START PASSAGE

Tell me about it you poor, poor boy.
I sold her my old trashcan, chipped at the corners. Five bucks to behold my grief.
I’ll tell you what I didn’t tell her. That for those first few weeks, I wanted to cry at every gas station. I wanted to cry at Target. I wanted to get buzzed all night and sway my hips under a disco ball at any other Orlando gay bar. To feel the hug of hundreds of shirtless gay men dancing around me, all of us wondering whether this place would be taken away too, but at least for six minutes of a Lady Gaga mix we knew where our friends were. And after the bartender would slip my fat bill across the counter, I wanted to drive somewhere else, somewhere with cheaper drinks, somewhere open later hours. I remember, driving between bars in the early morning, how I would often look at the people passing me in their cars, daunted by their certainty that wherever they had set out to go would be there when they arrived. How did they do that? How were they so sure that they were safe?
A drag queen told me she forgot what it was like to be comfortable. My best friend started carrying a knife. We promised each other that we would not allow the fear of another attack keep us inside. We have to keep going out, we said, convincing ourselves that the nights we spent blacking out were courageous. We can’t let them scare us into hiding.
We would not be another sad story, another lesson on resilience sandwiched between The Planet is Melting and Will There Be Any Rhinos Left for Our Kids? Fuck the planet, we drank. Fuck the rhinos, another round. What about us? What about saving us?
I’ll tell you how one morning, days before the yard sale, I woke up drenched in vomit and curled up in the backseat of my car. I laughed and I cried and I knew that there was nothing else. No one would stop me from killing myself this way.
I threw myself into the fantasy of a new place, somewhere as far away from Florida while still basically being Florida. I was delighted most of all by California’s tourism commercials. Kim Kardashian brushing up on quantum physics by the pool! Betty White zipping around a film set on a golf cart! I’ve always been a sucker for ads. People tell me to do something and I do it. California asked me to come and I booked my flight.
I made all sorts of wild plans for the new west coast things I would get into. My life was going to be like a Nancy Meyers movie: I would spend my days tending to my succulent garden, drinking kombucha from a mason jar. I would roll up my all-white, crisp, linen pants and dip my toes into the Pacific Ocean. I would have moments of enlightenment, maybe once a day if I wasn’t busy, when I would look back at my life in Orlando and come to understand that Pulse was just a drop in a vast sea, there would be other places, more good to come. All that was before, the tragic set-up to this gentle ever-after.
In those early days in California, with no car to drive to the beach in and little money for artisanal probiotics, I spent most of my time lying on my mattress on the floor playing old episodes of RuPaul’s podcast, What’s the Tee? RuPaul was the one connection that I kept to the past. I wanted to start new, to take a hiatus from Orlando and from drinking, but him, I would keep. He was safe.
What did RuPaul talk about? Diana Ross. Kids these days. Tribes.

END PASSAGE
START RECORDED INFORMATION

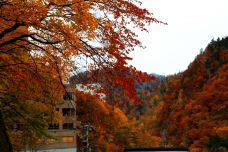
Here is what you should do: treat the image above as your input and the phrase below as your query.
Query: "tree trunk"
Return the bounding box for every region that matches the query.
[0,110,13,152]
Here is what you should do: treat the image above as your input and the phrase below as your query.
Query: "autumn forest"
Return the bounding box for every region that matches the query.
[0,0,228,152]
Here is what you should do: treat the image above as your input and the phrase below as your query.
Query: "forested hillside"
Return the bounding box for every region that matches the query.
[159,38,228,151]
[128,37,228,152]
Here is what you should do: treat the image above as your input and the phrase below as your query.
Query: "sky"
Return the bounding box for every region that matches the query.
[129,0,228,75]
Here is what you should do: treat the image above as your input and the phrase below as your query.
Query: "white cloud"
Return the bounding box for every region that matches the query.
[130,0,228,75]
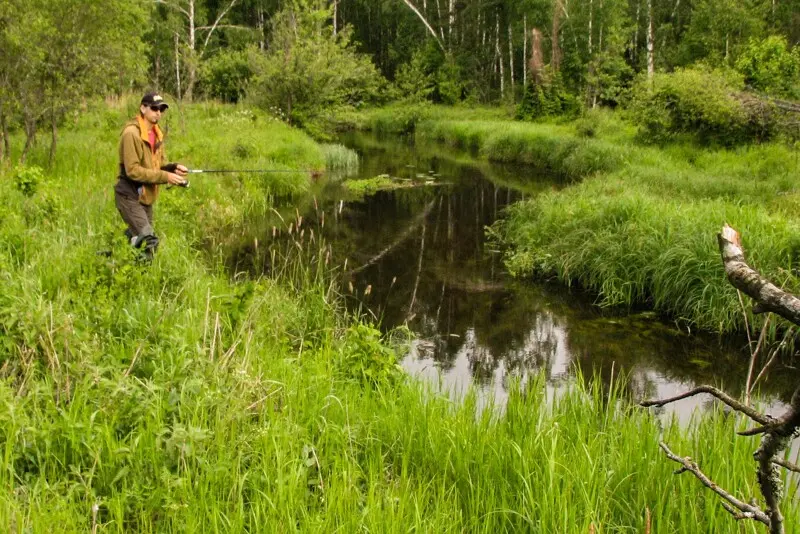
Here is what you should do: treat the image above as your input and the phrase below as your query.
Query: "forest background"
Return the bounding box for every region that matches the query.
[0,0,800,532]
[0,0,800,159]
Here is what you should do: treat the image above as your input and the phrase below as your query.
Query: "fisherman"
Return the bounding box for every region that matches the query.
[114,92,188,260]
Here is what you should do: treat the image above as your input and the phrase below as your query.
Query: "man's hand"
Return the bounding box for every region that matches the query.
[167,175,186,185]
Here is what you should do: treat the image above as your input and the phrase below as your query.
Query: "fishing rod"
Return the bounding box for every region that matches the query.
[180,169,323,187]
[189,169,322,175]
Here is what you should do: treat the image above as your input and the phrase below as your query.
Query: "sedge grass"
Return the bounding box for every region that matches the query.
[346,106,800,333]
[0,99,798,534]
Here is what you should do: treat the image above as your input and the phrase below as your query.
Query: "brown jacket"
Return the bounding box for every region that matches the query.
[114,116,168,206]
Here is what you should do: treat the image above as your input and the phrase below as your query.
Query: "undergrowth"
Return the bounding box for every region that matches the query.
[0,99,798,533]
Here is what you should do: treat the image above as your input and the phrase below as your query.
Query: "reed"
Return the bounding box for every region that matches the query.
[0,105,798,534]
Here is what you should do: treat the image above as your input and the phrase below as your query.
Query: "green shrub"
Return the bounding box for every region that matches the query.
[630,67,771,145]
[736,35,800,98]
[200,50,253,102]
[249,3,385,129]
[517,75,581,121]
[14,165,43,197]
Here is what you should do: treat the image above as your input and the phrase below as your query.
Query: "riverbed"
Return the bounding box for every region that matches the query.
[239,133,800,421]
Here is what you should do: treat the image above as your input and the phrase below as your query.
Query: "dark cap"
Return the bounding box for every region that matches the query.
[141,93,169,111]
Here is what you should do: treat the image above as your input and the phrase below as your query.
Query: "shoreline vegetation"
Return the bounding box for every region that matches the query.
[0,100,800,534]
[347,105,800,334]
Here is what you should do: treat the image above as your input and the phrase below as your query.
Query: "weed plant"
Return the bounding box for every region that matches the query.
[0,105,800,533]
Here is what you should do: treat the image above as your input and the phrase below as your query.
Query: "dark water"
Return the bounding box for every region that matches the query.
[234,134,800,420]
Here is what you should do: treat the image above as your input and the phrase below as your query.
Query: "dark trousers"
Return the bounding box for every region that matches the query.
[114,191,155,237]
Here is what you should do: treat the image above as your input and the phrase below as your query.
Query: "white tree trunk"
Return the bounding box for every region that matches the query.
[494,15,506,98]
[589,0,594,57]
[522,13,528,87]
[647,0,656,80]
[403,0,445,52]
[447,0,456,42]
[175,32,181,100]
[508,24,514,97]
[631,0,642,62]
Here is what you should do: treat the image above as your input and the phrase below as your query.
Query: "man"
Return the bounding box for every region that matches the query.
[114,93,188,259]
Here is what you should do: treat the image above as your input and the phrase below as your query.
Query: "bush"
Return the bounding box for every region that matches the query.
[14,165,43,197]
[249,3,384,130]
[517,74,580,121]
[200,50,253,103]
[630,67,773,145]
[736,35,800,98]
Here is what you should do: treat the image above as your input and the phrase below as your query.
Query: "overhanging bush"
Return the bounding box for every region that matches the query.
[630,66,778,145]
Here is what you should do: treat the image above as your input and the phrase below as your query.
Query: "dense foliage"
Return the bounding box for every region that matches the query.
[0,0,800,164]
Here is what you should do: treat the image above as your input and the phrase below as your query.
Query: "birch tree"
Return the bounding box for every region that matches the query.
[153,0,240,102]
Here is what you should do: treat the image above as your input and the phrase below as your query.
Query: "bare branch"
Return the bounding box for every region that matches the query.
[153,0,191,17]
[201,0,238,55]
[195,24,248,31]
[403,0,445,52]
[717,224,800,324]
[772,458,800,473]
[639,386,774,425]
[751,327,794,394]
[658,441,770,526]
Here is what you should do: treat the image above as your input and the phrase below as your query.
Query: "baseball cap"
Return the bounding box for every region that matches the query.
[141,93,169,111]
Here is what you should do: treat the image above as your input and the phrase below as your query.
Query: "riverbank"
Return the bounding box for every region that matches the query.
[0,100,798,534]
[342,106,800,333]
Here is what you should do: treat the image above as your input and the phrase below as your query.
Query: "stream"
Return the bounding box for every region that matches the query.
[241,133,800,422]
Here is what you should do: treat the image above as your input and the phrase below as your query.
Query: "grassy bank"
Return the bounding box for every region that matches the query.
[346,106,800,332]
[0,99,798,533]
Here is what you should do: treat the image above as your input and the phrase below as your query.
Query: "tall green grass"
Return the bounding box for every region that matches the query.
[0,99,798,534]
[348,102,800,333]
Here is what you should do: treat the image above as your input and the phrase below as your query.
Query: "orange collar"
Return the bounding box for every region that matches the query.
[136,115,164,150]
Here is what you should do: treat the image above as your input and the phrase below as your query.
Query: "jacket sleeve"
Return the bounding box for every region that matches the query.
[121,129,168,184]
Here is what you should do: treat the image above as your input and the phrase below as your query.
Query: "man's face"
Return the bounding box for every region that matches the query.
[139,105,166,124]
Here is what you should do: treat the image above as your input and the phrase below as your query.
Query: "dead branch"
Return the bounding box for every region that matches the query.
[639,386,774,425]
[717,224,800,324]
[658,441,769,525]
[772,458,800,473]
[641,224,800,534]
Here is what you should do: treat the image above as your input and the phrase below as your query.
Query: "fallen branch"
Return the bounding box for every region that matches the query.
[658,441,769,525]
[641,224,800,534]
[639,386,774,425]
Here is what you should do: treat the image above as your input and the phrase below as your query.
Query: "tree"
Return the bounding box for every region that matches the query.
[0,0,146,163]
[153,0,239,102]
[736,35,800,98]
[249,0,382,132]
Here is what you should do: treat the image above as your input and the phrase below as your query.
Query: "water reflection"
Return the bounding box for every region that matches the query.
[234,132,800,420]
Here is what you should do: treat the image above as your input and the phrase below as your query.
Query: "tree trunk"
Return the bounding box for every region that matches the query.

END RECORDED INFORMATION

EXERCISE TASK: Carry the essay about leaving Orlando after Pulse forward from its final sentence. The records play no part in this work.

FINAL ANSWER:
I don’t think he ever actually said the words, You must find your tribe, but I still took the order as seriously as if he did. The way he spoke of them, he made it clear that everyone had one, and if you didn’t, or if you’d lost yours, you’d better find one quick. To not belong to a tribe meant you were floating directionless through space. The bad kind. Space as in we need some. You are living in the nothingness between people, in the absence of relationships. I was in California, where no one knew I was a poor, poor boy. No one wondered if I knew anyone dead. I, finally, was no wonder.
RuPaul was my temporary tribe. He was a queer voice I could download and carry around with me while I explored my new zip code, Riverside, an hour and a half east of Los Angeles.
The summer I arrived, I thought that Riverside looked like a Bob Ross painting. Not one of his finished, pastoral scenes with soft names that sound like Yankee Candle scents—not The Old Mill, not Light House At Night—rather when he’s just getting started and guides his television audience to take a slop of color from their palettes and smudge it on their canvases, leaving them scratching their heads wondering how they’re ever going to fix this shit-stained mess.
Maybe it wasn’t that bad, but I had a vendetta.
A month after moving, I discovered that Riverside was ranked the country’s third most homophobic city, based on a study that analyzed the frequency of derogatory tweets. A friend suggested that maybe there was just one really homophobic guy tweeting die faggots a thousand times a day skewing the study, but I knew all-too-well what one really homophobic person was capable of.
The city hated gay people. The nerve of it! After I’d stuffed my life into two suitcases to avoid living in a place that was now famous for exactly that, so I hated it right back. I would hate Riverside more than it hated me. I would find other gay people to hate it with me, and we would form a gang of haters. We would wear matching leather chaps and studded belts.
Starting a gay gang is hard when you’ve moved thousands of miles away from everyone you know. Desperate to meet queer folk, I lined up a series of dates on Grindr. The idea was to friend-zone myself. If I could go on dates and be semi-likeable, though not enough that anyone would want to actually explore a romantic relationship with me, I could convince some of these guys to be my friend, and maybe they would introduce me to their friends, and I could ask them all to join my gang, be my tribe. I was getting my Nancy Meyers fantasy back on track. I was ready to lock down my role as the quirky, though ultimately unlovable, best friend. I bought glasses and everything. I knew I was being devious, but there aren’t many places to meet other queer people organically in a small city, and I figured no one on Grindr was looking for a serious enough relationship to be genuinely disappointed by my low-stakes con.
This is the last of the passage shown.